▸ **YOUR ASSIGNMENT**:
Decide whether each statement below agrees with the excerpt on sea turtle ossicles from Oman, answering yes or no and quoting the deciding words of the excerpt: (a) Every ossicle recovered at Ra’s al-Hamra 6 lay at least 600 m inland from the present shoreline. (b) Some of the ossicles show signs of having been modified by humans. (c) The estimated number of turtles at HD-6 reaches higher than at RH-6.
TEXT EXCERPT START
A total of 383 ossicles of D. coriacea were recovered from two coastal sites in Oman,
with dates that span from approximately 5,600 to 2,500 BC. At Ra’s al-Hamra 6 a total of
184 ossicles was recovered. All of these were found at least 600 m inland from the
present shoreline, and at least seven m above the present highest level reached by the tide.
At least 91% of the RH-6 ossicles were closely associated with either cultural artifacts and/or
ecofacts resultant from the past occupation of the site. At Ra’s al-Hadd 6 a total of
149 ossicles were recovered; all of these were at least 200m inland from the present shoreline.
Of the HD-6 ossicles, 90% were recovered from closed spaces, as well as in association
with cultural artifacts and/or ecofacts having been left from past human activities. Hence,
nearly all, if not all, of the ossicles reported herein are interpreted to be archeological in
origin, and not simply miscellaneous beach debris. Beyond that, however, there is no
incontrovertible proof of how prehistoric humans interacted with the species; for example,
no sign of modification through human agency was detected for any of the 383 ossicles.
Considering details of locus and stratigraphy from where ossicles were recovered
indicates that the remains were deposited in multiple spatial-temporal events.
Frazier et al. (2018), PeerJ, DOI 10.7717/peerj.6123 25/34
Although there is no known way to distinguish ossicles between individuals of this species,
or even between different sexes, a judicious use of excavation data to establish
spatial-temporal groupings (“aggregations”) of the animal remains permits defensible
estimates of MNI: between six and 24 turtles from RH-6 and from four to nine at HD-6.
TEXT EXCERPT END
MATERIAL PROVIDED START
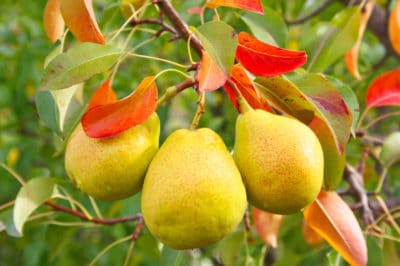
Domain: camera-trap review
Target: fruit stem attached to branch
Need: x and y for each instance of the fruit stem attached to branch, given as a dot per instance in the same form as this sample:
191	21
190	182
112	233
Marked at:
200	111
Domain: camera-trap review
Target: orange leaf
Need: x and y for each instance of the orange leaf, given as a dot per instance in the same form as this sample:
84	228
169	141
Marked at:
351	57
263	59
310	235
80	19
112	118
246	88
384	90
249	5
332	218
394	27
267	226
52	20
103	95
210	75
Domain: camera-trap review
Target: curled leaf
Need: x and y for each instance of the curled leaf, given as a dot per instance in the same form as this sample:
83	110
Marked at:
267	226
394	27
52	20
246	87
253	6
112	118
351	56
210	75
103	95
80	19
332	218
263	59
384	90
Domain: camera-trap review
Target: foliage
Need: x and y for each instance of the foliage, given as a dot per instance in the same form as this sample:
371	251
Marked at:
317	61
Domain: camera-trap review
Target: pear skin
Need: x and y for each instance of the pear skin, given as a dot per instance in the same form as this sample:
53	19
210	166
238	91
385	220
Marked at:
112	168
280	159
193	194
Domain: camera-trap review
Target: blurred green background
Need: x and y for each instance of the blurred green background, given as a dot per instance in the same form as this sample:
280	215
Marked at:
32	150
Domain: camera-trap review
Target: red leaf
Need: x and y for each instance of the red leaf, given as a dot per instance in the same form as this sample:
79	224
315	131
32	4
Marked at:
249	5
263	59
385	90
267	226
394	27
112	118
80	19
333	219
52	20
246	88
102	96
210	75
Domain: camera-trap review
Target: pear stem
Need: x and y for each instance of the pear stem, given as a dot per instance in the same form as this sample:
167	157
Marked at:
200	111
242	104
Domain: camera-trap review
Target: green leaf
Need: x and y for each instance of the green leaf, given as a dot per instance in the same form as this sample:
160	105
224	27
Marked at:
390	152
78	64
268	27
375	252
229	247
220	41
33	194
349	97
60	110
336	39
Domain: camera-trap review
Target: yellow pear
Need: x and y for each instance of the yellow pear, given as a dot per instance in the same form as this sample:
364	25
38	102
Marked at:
112	168
280	159
193	194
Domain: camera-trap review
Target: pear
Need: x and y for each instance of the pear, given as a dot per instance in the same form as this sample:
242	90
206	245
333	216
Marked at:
193	194
112	168
280	159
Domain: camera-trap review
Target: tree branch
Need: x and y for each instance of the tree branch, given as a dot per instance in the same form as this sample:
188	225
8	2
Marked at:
82	216
181	27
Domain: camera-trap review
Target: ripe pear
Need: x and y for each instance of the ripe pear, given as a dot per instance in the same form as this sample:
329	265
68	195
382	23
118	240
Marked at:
280	159
193	194
112	168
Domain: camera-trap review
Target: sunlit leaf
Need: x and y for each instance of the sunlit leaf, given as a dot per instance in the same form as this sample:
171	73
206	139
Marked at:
263	59
210	75
220	41
267	226
80	19
390	152
330	104
33	194
52	20
229	247
337	38
384	90
351	56
394	27
246	87
334	161
103	95
249	5
60	110
78	64
333	219
270	27
349	97
113	118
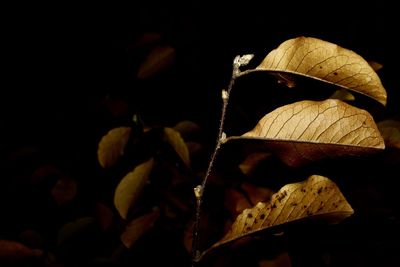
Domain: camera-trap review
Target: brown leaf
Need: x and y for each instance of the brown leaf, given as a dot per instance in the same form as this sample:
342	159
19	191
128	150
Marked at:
14	252
251	162
390	130
175	140
257	193
310	130
324	61
64	191
138	227
376	66
112	145
130	187
159	59
316	198
342	94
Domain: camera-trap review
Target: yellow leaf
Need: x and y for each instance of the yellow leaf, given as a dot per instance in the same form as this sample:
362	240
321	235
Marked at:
342	94
130	187
112	145
316	198
390	130
138	227
324	61
175	140
251	162
376	66
311	130
159	59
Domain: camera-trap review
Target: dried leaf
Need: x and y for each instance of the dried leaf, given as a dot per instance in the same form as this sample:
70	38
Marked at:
138	227
15	252
257	193
327	62
130	187
316	198
64	191
376	66
310	130
342	94
112	145
159	59
175	140
390	130
251	162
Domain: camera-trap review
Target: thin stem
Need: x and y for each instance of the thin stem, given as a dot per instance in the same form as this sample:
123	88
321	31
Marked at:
199	190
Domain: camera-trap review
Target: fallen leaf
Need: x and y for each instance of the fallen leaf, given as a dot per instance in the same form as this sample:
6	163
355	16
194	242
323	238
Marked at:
376	66
112	145
159	59
342	94
257	193
316	198
311	130
12	252
390	130
175	140
251	162
324	61
64	191
138	227
130	187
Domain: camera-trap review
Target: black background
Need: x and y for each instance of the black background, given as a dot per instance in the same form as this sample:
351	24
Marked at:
61	61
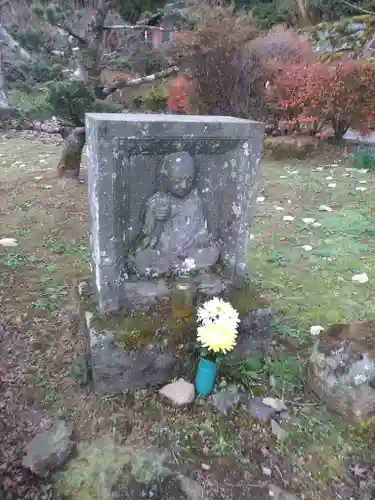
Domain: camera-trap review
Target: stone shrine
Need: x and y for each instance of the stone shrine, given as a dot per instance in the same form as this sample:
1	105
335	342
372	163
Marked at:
170	197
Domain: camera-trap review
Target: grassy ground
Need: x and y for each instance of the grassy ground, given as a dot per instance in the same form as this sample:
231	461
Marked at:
42	343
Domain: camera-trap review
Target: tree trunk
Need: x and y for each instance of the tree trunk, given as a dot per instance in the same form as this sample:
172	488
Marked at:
90	53
340	127
13	45
71	155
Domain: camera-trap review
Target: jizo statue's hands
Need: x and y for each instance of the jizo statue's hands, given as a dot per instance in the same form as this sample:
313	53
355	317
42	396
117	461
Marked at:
161	209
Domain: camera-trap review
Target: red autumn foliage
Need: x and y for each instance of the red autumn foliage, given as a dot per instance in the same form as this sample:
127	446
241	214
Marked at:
179	95
228	74
341	94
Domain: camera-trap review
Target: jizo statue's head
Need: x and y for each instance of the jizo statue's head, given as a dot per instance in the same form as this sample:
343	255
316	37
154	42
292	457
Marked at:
178	170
MATERIAL PROVIDED END
▸ **SOLUTION FOR THIS PROBLEM**:
(a) Yes: "All of these were found at least 600 m inland from the present shoreline"
(b) No: "no sign of modification through human agency was detected for any of the 383 ossicles"
(c) No: "between six and 24 turtles from RH-6 and from four to nine at HD-6"